### BRIEF 1
Reproduce the Fox River thread word for word, everything from "## zig (Aug" down to "(Aug 4, 2008)".
### BRIEF 2
In one to three sentences, explain why the reply in the Fox River thread recommends fishing the river on foot rather than floating it.
— BEGIN PAGE TEXT —
# Fox River floatability



## Coaster (Apr 17, 2013)

Wondering if someone could give me some insight into the floatability of the Fox River from Fox River Campground down to Seney Township Park. I have not fished (wading only in the past) this stretch in years and do not remember if it is a stretch I might be able to get a small inflatable drift boat down. Thanks.


----------



## BillBuster (Apr 25, 2005)

I have done it in a canoe no problems. There are places that are tight and you may not be able to open your oars up.


----------



## zig (Aug 5, 2009)

Is there a Fox River Campground? I've been to the East Branch Campground a bunch of times, but didn't know of a campground on the main branch other than the Seney Township Campground?


----------



## neazor91 (Aug 4, 2008)

I fish the Fox all summer long. At least 2 times a week. If you're going to float it, you're in for quite a time. In the last 2-3 years, we've had some severe winds in the area. There are a lot of new blowdowns across the river. It changes every year. The area downstream of the campground isn't quite as bad as above, but still a pain. Dragging a boat of any kind around these blowdowns, through the tags, wouldn't be any fun. Why not just fish it on foot? There are many access points along the road. By floating, you're not going to get to any water that can't be reached by foot.
— END PAGE TEXT —
— BEGIN MATERIAL —
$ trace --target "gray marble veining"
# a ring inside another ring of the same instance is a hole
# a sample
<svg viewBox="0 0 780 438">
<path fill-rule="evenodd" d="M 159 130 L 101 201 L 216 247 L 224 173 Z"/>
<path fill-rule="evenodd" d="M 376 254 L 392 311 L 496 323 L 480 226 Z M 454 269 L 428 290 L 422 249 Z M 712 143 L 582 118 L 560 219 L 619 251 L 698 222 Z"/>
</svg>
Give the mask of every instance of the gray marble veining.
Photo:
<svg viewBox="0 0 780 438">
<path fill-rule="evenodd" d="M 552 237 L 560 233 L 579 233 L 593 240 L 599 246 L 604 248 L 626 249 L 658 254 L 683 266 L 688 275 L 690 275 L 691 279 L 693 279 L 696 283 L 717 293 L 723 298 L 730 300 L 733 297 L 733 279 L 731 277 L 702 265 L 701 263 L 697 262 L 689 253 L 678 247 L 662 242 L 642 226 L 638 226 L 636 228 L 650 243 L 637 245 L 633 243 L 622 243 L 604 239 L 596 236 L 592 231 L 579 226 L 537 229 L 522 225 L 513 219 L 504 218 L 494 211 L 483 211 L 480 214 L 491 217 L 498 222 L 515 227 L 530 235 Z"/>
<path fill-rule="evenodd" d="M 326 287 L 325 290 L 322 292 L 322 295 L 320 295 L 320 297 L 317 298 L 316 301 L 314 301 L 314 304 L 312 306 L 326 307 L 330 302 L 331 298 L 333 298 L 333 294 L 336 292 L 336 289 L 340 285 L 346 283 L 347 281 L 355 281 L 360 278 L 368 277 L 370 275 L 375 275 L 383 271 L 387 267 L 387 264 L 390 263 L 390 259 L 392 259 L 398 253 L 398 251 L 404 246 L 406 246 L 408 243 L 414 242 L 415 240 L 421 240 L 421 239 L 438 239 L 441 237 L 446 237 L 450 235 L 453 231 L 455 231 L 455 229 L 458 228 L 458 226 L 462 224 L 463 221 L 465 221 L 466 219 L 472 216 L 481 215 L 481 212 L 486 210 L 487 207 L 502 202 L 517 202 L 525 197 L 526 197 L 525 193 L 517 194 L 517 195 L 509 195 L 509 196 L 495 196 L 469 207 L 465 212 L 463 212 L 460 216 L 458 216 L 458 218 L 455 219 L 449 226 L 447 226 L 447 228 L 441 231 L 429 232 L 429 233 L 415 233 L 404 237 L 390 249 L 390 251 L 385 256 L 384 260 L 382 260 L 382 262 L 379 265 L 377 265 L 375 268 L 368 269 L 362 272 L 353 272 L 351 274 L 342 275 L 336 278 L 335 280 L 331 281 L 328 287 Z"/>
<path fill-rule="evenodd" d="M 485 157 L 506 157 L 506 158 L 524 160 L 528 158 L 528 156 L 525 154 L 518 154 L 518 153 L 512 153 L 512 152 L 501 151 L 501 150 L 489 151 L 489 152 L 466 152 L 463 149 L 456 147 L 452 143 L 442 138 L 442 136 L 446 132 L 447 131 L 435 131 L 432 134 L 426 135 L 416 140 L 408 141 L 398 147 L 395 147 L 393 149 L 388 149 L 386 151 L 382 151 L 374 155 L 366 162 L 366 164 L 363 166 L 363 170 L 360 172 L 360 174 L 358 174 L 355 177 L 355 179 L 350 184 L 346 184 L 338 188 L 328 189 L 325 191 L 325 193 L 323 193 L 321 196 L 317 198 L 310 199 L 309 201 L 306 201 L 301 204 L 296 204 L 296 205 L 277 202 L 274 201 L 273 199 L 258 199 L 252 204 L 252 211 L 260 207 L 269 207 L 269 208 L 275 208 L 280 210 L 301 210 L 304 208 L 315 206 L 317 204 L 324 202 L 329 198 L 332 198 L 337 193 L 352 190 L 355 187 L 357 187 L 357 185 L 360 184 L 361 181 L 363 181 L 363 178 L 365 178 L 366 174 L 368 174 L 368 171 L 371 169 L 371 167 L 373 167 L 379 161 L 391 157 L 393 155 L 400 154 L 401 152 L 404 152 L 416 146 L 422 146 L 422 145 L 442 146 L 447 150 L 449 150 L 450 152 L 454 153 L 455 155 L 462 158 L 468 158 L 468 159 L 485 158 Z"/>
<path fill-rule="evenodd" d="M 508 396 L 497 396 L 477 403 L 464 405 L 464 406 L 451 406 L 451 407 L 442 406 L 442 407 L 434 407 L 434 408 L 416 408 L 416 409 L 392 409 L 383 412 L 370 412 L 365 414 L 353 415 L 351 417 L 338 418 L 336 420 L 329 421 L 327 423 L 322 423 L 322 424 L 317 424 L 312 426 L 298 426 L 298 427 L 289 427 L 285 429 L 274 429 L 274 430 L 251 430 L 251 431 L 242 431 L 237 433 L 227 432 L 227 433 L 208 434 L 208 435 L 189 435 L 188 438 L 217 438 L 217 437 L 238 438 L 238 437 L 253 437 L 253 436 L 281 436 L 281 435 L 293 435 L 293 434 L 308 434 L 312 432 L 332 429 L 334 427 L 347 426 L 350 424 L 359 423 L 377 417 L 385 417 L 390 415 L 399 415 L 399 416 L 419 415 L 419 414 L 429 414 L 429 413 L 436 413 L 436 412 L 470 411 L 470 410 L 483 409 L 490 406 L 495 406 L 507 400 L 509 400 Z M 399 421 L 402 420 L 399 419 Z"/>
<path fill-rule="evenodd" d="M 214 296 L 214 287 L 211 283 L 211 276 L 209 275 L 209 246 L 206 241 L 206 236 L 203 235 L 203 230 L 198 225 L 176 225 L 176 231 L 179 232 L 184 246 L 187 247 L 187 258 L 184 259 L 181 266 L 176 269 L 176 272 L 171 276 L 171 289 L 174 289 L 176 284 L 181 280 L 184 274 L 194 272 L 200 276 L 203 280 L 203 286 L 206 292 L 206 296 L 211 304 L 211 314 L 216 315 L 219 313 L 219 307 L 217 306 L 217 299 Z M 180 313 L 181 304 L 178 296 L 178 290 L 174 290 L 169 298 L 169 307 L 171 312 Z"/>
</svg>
— END MATERIAL —
### FULL RESPONSE 1
## zig (Aug 5, 2009)

Is there a Fox River Campground? I've been to the East Branch Campground a bunch of times, but didn't know of a campground on the main branch other than the Seney Township Campground?


----------



## neazor91 (Aug 4, 2008)

### FULL RESPONSE 2
Severe winds over the last two to three years have left many new blowdowns across the river, so dragging a boat around them would be a pain. Floating also gains nothing: there are many access points along the road, and no water reached by boat is out of reach on foot.